*AVAILABLE RECORDS*.
'''

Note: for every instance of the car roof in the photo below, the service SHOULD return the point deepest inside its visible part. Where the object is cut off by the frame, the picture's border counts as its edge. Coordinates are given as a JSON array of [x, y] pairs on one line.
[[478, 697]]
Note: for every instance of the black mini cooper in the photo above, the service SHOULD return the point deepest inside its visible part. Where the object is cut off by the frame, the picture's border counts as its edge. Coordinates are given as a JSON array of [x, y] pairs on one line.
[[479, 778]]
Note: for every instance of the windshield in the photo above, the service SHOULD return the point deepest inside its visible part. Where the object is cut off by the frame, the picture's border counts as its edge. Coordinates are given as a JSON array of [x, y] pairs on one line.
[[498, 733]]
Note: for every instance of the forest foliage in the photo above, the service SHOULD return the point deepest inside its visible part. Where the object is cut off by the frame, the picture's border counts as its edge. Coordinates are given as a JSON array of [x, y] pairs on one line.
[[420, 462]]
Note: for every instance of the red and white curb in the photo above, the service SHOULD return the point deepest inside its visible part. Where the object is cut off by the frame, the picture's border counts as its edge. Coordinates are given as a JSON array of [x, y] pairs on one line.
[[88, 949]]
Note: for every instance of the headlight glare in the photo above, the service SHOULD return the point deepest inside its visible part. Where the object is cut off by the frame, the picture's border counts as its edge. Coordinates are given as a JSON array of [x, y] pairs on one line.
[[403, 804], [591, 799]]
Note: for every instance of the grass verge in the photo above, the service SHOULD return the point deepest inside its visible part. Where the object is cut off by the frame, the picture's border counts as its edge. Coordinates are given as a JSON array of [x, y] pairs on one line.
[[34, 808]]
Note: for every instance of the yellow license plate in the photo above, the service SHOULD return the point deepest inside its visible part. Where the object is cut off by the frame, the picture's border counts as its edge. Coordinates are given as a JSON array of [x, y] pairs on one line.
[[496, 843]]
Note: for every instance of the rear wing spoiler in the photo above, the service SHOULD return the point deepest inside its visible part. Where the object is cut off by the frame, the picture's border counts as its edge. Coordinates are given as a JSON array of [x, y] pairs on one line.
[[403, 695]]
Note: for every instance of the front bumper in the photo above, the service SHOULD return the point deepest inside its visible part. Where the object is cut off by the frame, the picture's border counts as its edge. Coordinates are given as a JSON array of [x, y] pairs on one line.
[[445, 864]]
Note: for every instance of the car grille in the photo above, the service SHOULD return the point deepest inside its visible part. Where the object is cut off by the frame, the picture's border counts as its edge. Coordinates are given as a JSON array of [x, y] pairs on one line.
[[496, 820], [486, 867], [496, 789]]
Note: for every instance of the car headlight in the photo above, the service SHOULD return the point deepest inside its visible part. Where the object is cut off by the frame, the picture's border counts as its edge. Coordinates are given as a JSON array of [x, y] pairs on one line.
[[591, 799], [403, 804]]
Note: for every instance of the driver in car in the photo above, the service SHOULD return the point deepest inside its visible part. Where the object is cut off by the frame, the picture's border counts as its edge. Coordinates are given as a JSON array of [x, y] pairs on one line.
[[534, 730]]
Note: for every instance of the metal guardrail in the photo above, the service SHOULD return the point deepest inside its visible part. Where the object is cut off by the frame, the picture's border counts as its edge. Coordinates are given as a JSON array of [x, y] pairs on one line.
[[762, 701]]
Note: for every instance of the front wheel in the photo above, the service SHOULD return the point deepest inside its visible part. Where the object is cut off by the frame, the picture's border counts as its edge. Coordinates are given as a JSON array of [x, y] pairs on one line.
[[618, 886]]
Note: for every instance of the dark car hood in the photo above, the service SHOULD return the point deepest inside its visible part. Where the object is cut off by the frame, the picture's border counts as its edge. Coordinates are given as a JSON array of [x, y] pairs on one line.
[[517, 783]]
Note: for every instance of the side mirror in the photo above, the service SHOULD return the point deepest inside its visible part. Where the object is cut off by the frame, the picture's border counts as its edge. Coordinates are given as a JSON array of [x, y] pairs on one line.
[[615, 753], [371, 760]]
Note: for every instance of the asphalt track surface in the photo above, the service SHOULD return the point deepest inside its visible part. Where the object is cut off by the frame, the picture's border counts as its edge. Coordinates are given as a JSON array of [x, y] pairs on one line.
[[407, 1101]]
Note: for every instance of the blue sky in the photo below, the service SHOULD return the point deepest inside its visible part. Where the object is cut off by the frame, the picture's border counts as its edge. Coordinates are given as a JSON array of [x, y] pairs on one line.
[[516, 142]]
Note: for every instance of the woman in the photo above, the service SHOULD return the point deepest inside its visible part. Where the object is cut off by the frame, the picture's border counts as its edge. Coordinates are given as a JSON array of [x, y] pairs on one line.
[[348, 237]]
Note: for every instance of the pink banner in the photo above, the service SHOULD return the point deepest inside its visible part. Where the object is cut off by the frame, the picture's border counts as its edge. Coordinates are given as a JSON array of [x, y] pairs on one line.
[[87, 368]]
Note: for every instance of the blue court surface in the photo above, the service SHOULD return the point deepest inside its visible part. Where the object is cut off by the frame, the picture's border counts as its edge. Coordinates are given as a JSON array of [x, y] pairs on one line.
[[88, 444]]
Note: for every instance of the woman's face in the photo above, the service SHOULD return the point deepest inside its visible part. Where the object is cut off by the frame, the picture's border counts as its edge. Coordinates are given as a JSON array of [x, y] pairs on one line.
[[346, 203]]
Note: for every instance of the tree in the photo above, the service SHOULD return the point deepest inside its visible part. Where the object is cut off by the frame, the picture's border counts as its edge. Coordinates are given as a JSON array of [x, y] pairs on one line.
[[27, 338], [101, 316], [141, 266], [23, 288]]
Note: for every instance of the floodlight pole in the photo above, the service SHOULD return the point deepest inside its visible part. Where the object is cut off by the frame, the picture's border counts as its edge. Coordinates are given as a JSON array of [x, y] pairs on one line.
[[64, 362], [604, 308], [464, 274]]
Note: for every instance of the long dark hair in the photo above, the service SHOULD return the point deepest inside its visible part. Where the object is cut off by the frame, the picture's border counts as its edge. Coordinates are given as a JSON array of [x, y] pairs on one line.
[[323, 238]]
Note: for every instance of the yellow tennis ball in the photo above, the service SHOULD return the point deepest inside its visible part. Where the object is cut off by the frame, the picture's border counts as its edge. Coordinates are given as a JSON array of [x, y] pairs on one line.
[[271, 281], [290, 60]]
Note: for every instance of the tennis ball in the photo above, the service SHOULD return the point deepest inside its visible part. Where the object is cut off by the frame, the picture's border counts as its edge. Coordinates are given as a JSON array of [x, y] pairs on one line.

'''

*REQUIRED WORK*.
Rewrite all the rows above as a numbered list, leaving out any blank lines.

*RESULT OF THIS EXERCISE*.
1. Note: for every instance of the car roof in the photo below, the service SHOULD return the point deepest inside its visible part. Where the object is cut off by the frame, the picture's border counts as its edge. Coordinates are given as a JSON array of [x, y] pairs on one line.
2. [[478, 697]]
3. Note: for every instance of the black mini cooper in the photo above, the service SHOULD return the point deepest inside its visible part. Where the object is cut off by the frame, the picture's border counts as its edge. Coordinates are given as a JSON array of [x, y] pairs on one line.
4. [[479, 778]]
5. Note: for every instance of the windshield in the photo above, the service SHOULD return the point deepest inside its visible part. Where the object is cut off by the frame, the picture's border counts as its edge. Coordinates are given as a JSON array of [x, y] pairs on one line.
6. [[498, 733]]
7. Note: for every instance of the forest foliage in the photo above, the service SHOULD return the point deepest inside its visible part. Where the object is cut off by the frame, the picture's border counts as its edge. Coordinates are given as a JSON array of [x, y] pairs on one line.
8. [[420, 462]]
9. Note: for every instance of the red and white curb in the photo above, the service SHOULD return the point deepest inside its visible part. Where the object is cut off by the frame, the picture's border counts as its edge. Coordinates are given as a JSON array of [x, y] pairs on one line.
10. [[88, 949]]
11. Note: for every instance of the headlight glare in the photo above, the service SHOULD return the point deepest inside its visible part. Where the object is cut off by the frame, the picture's border counts as its edge. Coordinates are given as a JSON array of [x, y] pairs on one line.
12. [[403, 804], [591, 799]]
13. Note: for every instance of the grass verge in the photo above, the service SHOULD return the point deepest inside its visible part. Where the object is cut off by the frame, the picture's border counts as its edge. Coordinates are given as a JSON array of [x, y] pairs on one line.
14. [[34, 808]]
15. Note: for every instance of the yellow license plate in the photo above, the service SHOULD return the point deepest inside its visible part. Where the object is cut off by the frame, the picture's border counts as its edge. Coordinates are given as a JSON array of [x, y] pairs on one line.
16. [[496, 843]]
17. Note: for every instance of the rear wing spoiler in the photo above, the service SHOULD return the point deepest inside its visible part. Where the object is cut off by the frame, the picture's border counts as its edge. Coordinates are given as a JSON array of [x, y] pairs on one line.
18. [[403, 695]]
19. Note: for every instance of the front bumper in the photo above, the service SHOULD return the point deepest inside its visible part. Where the object is cut off by the frame, the picture's border counts as its edge. Coordinates are given as a JSON array of [x, y] pairs on one line.
20. [[445, 864]]
21. Note: for every instance of the car grille in the photo above, the service SHOULD return the point deepest inside its visible part. Where the object is cut off by the frame, the picture's border counts as its edge. Coordinates are given as a JSON array of [x, y] pairs on one line.
22. [[496, 820], [486, 867], [496, 789]]
23. Note: for every instance of the car headlight in the photo above, the service SHOULD return the point deepest inside its visible part. Where the object is cut off by the frame, the picture's border counts as its edge. Coordinates are given as a JSON array of [x, y] pairs on one line.
24. [[591, 799], [403, 804]]
25. Note: for every instance of the driver in car in the photo above, the service SHOULD return the point deepest inside its visible part. Where the object is cut off by the frame, the picture's border counts as its edge. Coordinates are given as a JSON array of [x, y] pairs on one line.
26. [[534, 730]]
27. Note: for every instance of the metal guardrail in the photo above, the service SHOULD return the point deepest inside its visible part. Where the object is cut off by the frame, the picture's border counts as its edge. Coordinates are given as a JSON array of [x, y] pairs on one line.
28. [[762, 701]]
29. Note: for every instance of the front wheel in the photo above, the service SHOULD return the point deepest inside its visible part. Where the object is cut off by the frame, the picture's border counts as its edge. Coordinates are given as a JSON array of [x, y] pairs on one line.
30. [[618, 886]]
31. Note: for every instance of the dark car hood in the photo above, the service SHOULD return the point deepest inside its visible part. Where the object is cut off by the frame, the picture's border counts as its edge. Coordinates are given as a JSON array of [x, y] pairs on one line.
32. [[517, 783]]
33. Note: for every instance of the side mirror in the photo above, the service SHOULD return the point deepest inside its visible part. Where the object is cut off by the frame, the picture's border counts as its edge. Coordinates are given as a JSON array of [x, y] pairs on one line.
34. [[615, 753], [371, 760]]
35. Note: for every instance of the asphalt track surface in the photo above, the service SHOULD return the point deepest inside its visible part. Where the object is cut off by the frame, the picture's border counts as its edge. Coordinates are given as a JSON array of [x, y] pairs on one line.
36. [[407, 1101]]
37. Note: for every instance of the blue sky in the photo below, the service SHOULD return the point deepest inside its visible part. Where the object is cut off by the frame, the picture's border counts as its edge. Coordinates are given as a JSON array of [x, y] pairs on one line.
38. [[516, 142]]
39. Note: for every instance of the woman in the photo above, the service SHOULD return the point deepest inside its visible part. Where the object is cut off by the frame, the picture's border counts as its edge. Coordinates are given as a JSON array of [x, y] pairs on one line.
40. [[348, 237]]
41. Note: for every instance of the pink banner in the photo above, the service SHOULD return the point deepest inside its visible part. Where the object is cut off by the frame, the picture's border counts as its edge. Coordinates are given as a JSON array of [x, y] pairs on one line.
42. [[87, 368]]
43. Note: for every instance of the blue court surface in the photo above, the service SHOULD return the point deepest inside its visible part. Where the object is cut off by the frame, the picture's border counts as its edge. Coordinates are given as a JSON array of [x, y] pairs on one line.
44. [[88, 444]]
45. Note: for every instance of the woman's face in the photo above, the service SHOULD return the point deepest inside its visible part. Where the object is cut off by the frame, the picture's border counts as its edge. Coordinates are given as a JSON array of [x, y] pairs on one line.
46. [[346, 203]]
47. Note: for every instance of the tree in the photo above, the service SHOULD return the point deepest inside its visible part. Where the object is cut off by the frame, the picture's border counts as its edge. Coordinates are given as a JSON array of [x, y] pairs on one line.
48. [[27, 338], [101, 316], [141, 266], [23, 288]]
49. Note: for every instance of the floodlight pole in the photo above, the service SHOULD return the point deepest inside its visible part. Where the object is cut off by the frame, the picture's border counts as its edge. Coordinates are given as a JSON array of [x, y] pairs on one line.
50. [[64, 362], [604, 308], [464, 274]]
51. Note: for every instance of the long dark hair in the photo above, the service SHOULD return the point deepest inside its visible part. Where the object is cut off by the frame, the picture's border counts as its edge. Coordinates are given as a JSON array of [x, y] pairs on one line.
52. [[323, 238]]
53. Note: for every instance of the yellow tennis ball in the photo above, the service SHOULD return the point deepest inside its visible part. Where the object is cut off by the frame, the picture's border counts as its edge. Coordinates are given as a JSON array of [x, y] pairs on one line.
54. [[271, 281], [290, 60]]
55. Note: for every instance of the tennis ball in the photo above, the service SHOULD return the point deepest inside its visible part. Where the object is cut off by the frame, the picture's border counts as its edge. Coordinates are given as a JSON array of [x, y] pairs on one line.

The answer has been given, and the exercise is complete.